WHAT TO PRODUCE
Your answer should be the complete set of entries, transcribed exactly.

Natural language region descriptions

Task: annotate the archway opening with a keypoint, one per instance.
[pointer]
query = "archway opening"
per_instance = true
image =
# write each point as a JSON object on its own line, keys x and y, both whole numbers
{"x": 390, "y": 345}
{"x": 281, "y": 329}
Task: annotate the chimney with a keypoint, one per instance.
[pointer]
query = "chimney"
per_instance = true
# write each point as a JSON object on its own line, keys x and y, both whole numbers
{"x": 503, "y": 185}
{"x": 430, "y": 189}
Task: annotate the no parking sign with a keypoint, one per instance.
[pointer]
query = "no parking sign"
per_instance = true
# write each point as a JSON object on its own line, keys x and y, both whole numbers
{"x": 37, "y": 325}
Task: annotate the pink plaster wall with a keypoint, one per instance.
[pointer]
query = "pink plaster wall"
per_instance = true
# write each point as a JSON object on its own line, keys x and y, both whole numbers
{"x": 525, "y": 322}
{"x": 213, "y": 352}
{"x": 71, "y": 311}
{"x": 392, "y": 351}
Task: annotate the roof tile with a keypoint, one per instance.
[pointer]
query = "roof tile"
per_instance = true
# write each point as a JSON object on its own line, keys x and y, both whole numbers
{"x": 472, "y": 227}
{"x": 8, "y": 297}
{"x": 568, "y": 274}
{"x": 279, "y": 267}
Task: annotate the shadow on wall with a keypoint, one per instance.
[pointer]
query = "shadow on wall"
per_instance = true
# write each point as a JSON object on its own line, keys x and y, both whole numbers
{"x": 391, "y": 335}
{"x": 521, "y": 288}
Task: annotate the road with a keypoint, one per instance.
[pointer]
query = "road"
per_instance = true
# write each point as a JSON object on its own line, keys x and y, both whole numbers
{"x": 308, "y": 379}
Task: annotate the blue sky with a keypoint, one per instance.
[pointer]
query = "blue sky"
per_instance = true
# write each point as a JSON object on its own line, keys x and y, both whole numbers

ANSWER AREA
Task: annotate the archway opening with a keypoint, one per instance.
[pointer]
query = "archway opening"
per_instance = true
image =
# write each point as a JSON object on its own line, keys x and y, both whole numbers
{"x": 390, "y": 345}
{"x": 281, "y": 329}
Task: annotate the chimney with a keypoint, one per instance.
[pointer]
query = "chimney"
per_instance = true
# write each point as a JSON object on its own line, keys x and y, both whole numbers
{"x": 503, "y": 185}
{"x": 430, "y": 189}
Task: annotate the no parking sign with a keypoint, one per instance.
[pointer]
query = "no parking sign"
per_instance = true
# write each point as a JSON object on its own line, keys x and y, both whole numbers
{"x": 37, "y": 325}
Task: annotate the pink plaster wall with a keypoint, one per instance.
[pointer]
query = "pink plaster wall"
per_instance = true
# write each point as a JSON object on its own line, keys x and y, both whole numbers
{"x": 525, "y": 322}
{"x": 213, "y": 352}
{"x": 71, "y": 311}
{"x": 392, "y": 351}
Task: annotate the roof tile with a keypoint, one per instance.
[pointer]
query = "roof tile"
per_instance = true
# write each point as a JSON object on its own line, keys x and y, both whole numbers
{"x": 472, "y": 227}
{"x": 8, "y": 297}
{"x": 568, "y": 274}
{"x": 279, "y": 267}
Task: annotate the shadow on wall with a keypoint, one per instance.
[pointer]
query = "shadow on wall"
per_instance = true
# write each point as a JSON object on its own line, keys x and y, both whole numbers
{"x": 391, "y": 335}
{"x": 521, "y": 288}
Task: annotate the road with a keypoint, one per instance.
[pointer]
query = "road"
per_instance = true
# write each point as a JSON object on its own line, keys x and y, both whole numbers
{"x": 308, "y": 379}
Task: annotate the blue sky with a keypoint, one per instance.
[pointer]
query = "blue sky"
per_instance = true
# write each point as a JSON object on its own line, keys x and y, both whole numbers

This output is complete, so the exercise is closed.